Extracted data entries:
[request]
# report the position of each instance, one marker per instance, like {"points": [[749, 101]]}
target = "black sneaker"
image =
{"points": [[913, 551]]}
--
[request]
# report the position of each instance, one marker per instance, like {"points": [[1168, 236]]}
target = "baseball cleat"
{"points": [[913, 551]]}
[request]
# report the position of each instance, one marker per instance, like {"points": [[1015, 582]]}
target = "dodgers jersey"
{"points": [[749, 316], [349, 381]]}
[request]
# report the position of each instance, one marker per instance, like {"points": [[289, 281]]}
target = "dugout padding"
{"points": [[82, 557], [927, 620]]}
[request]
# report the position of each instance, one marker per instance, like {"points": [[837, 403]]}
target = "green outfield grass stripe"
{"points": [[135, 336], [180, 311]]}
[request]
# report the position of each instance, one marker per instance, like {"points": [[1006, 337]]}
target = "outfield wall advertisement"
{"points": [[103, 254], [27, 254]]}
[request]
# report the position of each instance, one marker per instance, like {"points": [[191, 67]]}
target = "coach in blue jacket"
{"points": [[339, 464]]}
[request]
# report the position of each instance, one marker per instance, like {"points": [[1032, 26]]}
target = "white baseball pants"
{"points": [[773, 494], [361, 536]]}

Exercise goal -
How many lines in the items above contain the string "outfield"? Case counts. Reply with the number alone.

Answer to the exercise -
2